Please repeat the line that contains "# csv_plain means: just" and every line after it, exactly, through the end of the records.

Start of THE DATA

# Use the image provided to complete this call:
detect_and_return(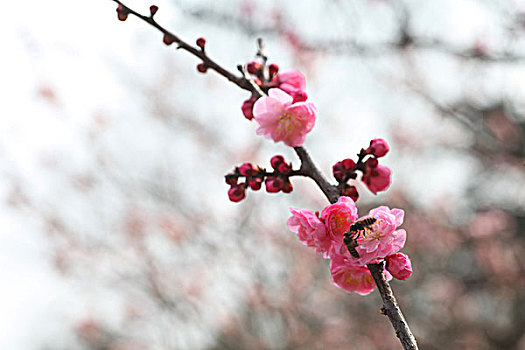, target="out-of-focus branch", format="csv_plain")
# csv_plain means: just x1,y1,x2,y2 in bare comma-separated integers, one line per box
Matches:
179,5,525,62
109,2,418,349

End of THE DATA

OUTPUT FOR THIS EXERCISE>
# csv_plain means: just x1,y1,x2,y2 in bare comma-separated integers, one line per box
Matches:
179,5,525,62
109,2,418,349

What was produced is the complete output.